[Recorded data]
▽

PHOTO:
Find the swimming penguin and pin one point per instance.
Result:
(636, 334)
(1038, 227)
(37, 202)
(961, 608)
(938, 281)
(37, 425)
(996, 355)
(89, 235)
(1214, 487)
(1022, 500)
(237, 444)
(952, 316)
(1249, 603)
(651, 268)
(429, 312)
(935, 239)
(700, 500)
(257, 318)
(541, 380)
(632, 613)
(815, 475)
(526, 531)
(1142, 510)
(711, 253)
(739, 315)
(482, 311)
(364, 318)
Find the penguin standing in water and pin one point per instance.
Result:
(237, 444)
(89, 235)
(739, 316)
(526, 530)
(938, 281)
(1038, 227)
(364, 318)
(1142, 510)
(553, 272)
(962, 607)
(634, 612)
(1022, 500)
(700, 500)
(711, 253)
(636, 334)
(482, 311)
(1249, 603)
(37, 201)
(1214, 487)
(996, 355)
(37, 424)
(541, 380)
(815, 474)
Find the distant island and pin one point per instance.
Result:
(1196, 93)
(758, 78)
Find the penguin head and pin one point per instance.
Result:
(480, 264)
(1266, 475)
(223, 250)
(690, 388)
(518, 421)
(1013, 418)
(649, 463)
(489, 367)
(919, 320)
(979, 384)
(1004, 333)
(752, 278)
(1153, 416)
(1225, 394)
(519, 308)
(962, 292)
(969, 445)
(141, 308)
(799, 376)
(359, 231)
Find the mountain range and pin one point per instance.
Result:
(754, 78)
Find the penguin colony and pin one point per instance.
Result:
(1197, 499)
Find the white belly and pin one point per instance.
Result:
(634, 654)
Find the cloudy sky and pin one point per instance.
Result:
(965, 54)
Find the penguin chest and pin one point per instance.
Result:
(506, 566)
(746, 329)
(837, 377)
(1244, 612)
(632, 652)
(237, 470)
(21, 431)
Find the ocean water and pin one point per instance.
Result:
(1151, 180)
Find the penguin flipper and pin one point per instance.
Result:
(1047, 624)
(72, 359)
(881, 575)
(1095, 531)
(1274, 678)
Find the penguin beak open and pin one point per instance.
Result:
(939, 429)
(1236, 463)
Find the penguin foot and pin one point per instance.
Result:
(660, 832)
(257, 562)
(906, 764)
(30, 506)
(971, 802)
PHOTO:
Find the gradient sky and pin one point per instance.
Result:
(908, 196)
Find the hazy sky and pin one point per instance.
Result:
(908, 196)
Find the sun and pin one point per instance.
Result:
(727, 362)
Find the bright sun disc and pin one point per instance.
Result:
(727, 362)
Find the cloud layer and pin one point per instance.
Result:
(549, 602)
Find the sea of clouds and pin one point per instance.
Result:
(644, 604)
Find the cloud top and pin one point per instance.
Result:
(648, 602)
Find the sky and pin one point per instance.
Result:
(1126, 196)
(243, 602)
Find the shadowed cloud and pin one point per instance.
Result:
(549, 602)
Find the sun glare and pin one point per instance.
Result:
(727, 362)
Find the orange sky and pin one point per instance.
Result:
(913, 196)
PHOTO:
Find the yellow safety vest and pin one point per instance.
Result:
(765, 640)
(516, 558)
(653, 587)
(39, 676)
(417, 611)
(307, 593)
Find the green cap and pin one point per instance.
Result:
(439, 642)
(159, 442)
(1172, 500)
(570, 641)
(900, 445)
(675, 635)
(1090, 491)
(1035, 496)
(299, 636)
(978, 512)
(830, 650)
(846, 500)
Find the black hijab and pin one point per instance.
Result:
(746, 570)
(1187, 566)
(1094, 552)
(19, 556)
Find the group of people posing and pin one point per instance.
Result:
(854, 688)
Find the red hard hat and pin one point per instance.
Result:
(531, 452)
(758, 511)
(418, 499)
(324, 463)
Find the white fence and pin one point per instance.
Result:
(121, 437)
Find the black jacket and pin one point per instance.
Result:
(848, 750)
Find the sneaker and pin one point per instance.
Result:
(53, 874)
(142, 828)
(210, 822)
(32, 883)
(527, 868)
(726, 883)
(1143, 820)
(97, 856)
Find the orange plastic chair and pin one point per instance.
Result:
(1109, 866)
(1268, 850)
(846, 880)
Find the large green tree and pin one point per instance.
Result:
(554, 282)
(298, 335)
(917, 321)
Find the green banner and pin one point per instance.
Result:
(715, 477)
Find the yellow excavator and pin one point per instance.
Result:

△

Exercise goal -
Every entry should be printed again exactly as written.

Response to the task -
PHOTO:
Find the swimming penguin and pin one point per instance.
Result:
(636, 334)
(1038, 227)
(37, 202)
(961, 608)
(938, 281)
(37, 425)
(996, 355)
(89, 235)
(1214, 487)
(1022, 500)
(237, 444)
(952, 316)
(1249, 603)
(651, 268)
(429, 312)
(935, 239)
(700, 500)
(257, 318)
(541, 380)
(632, 613)
(815, 475)
(526, 531)
(1142, 510)
(711, 253)
(739, 315)
(482, 311)
(364, 318)
Find the penguin standing in water and pin one point per instance.
Result:
(237, 444)
(89, 235)
(739, 316)
(526, 530)
(938, 281)
(1038, 227)
(364, 318)
(1142, 510)
(553, 272)
(962, 607)
(634, 612)
(1022, 500)
(700, 500)
(711, 253)
(636, 334)
(482, 311)
(1249, 603)
(37, 201)
(1214, 487)
(996, 355)
(37, 424)
(541, 380)
(815, 474)
Find the distant island and pin one point per instance.
Result:
(1196, 93)
(758, 78)
Find the penguin head and pin one point per instance.
Result:
(480, 264)
(1266, 475)
(223, 250)
(690, 388)
(518, 421)
(1013, 418)
(649, 463)
(489, 367)
(919, 320)
(979, 384)
(1004, 333)
(752, 278)
(1153, 416)
(1225, 394)
(519, 308)
(962, 292)
(969, 445)
(141, 308)
(799, 376)
(359, 231)
Find the mountain range and pin one point per instance.
Result:
(754, 78)
Find the penguin colony and pin one point per instance.
Result:
(1197, 499)
Find the white belly and pin one point per instance.
Result:
(634, 654)
Find the cloudy sky and pin one point per instance.
Result:
(965, 54)
Find the penguin chest and pin one point per instance.
Result:
(506, 566)
(746, 329)
(837, 377)
(1244, 612)
(632, 652)
(237, 470)
(21, 431)
Find the ocean water and pin one point per instance.
Result:
(1151, 180)
Find the penguin flipper and pin one point per instance.
Result:
(1047, 624)
(72, 359)
(881, 575)
(1095, 531)
(1274, 678)
Find the penguin beak open and pin one point per instance.
Result:
(939, 429)
(1236, 463)
Find the penguin foot and pin one point per instance.
Result:
(660, 832)
(257, 562)
(906, 764)
(30, 506)
(971, 802)
PHOTO:
Find the gradient sky and pin one point per instance.
Result:
(908, 196)
Find the hazy sky and pin one point per instance.
Result:
(908, 196)
Find the sun and pin one point per instance.
Result:
(727, 362)
Find the bright sun disc and pin one point per instance.
Result:
(727, 362)
Find the cloud layer and pin one point per instance.
Result:
(549, 602)
Find the sea of clouds and pin one point per instance.
Result:
(644, 604)
Find the cloud top and pin one point per instance.
Result:
(648, 602)
Find the sky and pin one point per instance.
Result:
(1126, 196)
(243, 602)
Find the shadowed cloud and pin one point per instance.
Result:
(549, 602)
Find the sun glare and pin one point per instance.
Result:
(727, 362)
Find the orange sky and pin one point per instance.
Result:
(913, 196)
PHOTO:
Find the yellow safety vest and pin one point per instance.
Result:
(765, 640)
(516, 558)
(653, 587)
(39, 676)
(417, 611)
(307, 593)
Find the green cap and pin one point per instance.
Result:
(439, 642)
(159, 442)
(1172, 500)
(570, 641)
(900, 445)
(675, 635)
(1090, 491)
(1035, 496)
(299, 636)
(978, 512)
(830, 650)
(846, 500)
Find the black hijab and pin one point per instance.
Result:
(746, 570)
(1187, 566)
(1094, 552)
(19, 556)
Find the group of people posing and pin one point per instance.
Result:
(854, 688)
Find the red hard hat and pin one point per instance.
Result:
(531, 452)
(758, 511)
(418, 499)
(324, 463)
Find the white fence and pin one point per instance.
Result:
(121, 437)
Find the black jacket and pin one point per instance.
Result:
(848, 750)
Find the sneaker and pin one point per instance.
Result:
(53, 874)
(142, 828)
(210, 822)
(32, 883)
(527, 868)
(726, 883)
(1143, 820)
(97, 856)
Find the orange plastic chair and pin one point per instance.
Result:
(1109, 866)
(1268, 850)
(846, 880)
Find the large green tree and pin one point per instance.
Result:
(554, 282)
(298, 335)
(917, 321)
Find the green banner and pin one point per instance.
Result:
(715, 477)
Find the yellow excavator and pin one point per instance.
Result:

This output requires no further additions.